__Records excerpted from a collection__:
___

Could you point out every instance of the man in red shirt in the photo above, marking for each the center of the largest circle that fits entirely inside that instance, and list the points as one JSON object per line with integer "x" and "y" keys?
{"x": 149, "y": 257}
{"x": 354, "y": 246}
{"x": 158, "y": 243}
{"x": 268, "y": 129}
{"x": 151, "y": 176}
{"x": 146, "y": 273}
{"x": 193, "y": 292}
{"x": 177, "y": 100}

___

None of the records may be skipped; each is to be repeated exactly.

__Result below__:
Could you point out every instance of the man in red shirt in the photo above, marking for each the center of the largest circle that fits entirely inside that instance, and list the points as one JSON object per line with integer "x" and "y" keys?
{"x": 149, "y": 257}
{"x": 354, "y": 246}
{"x": 158, "y": 243}
{"x": 268, "y": 129}
{"x": 151, "y": 176}
{"x": 146, "y": 273}
{"x": 193, "y": 292}
{"x": 177, "y": 100}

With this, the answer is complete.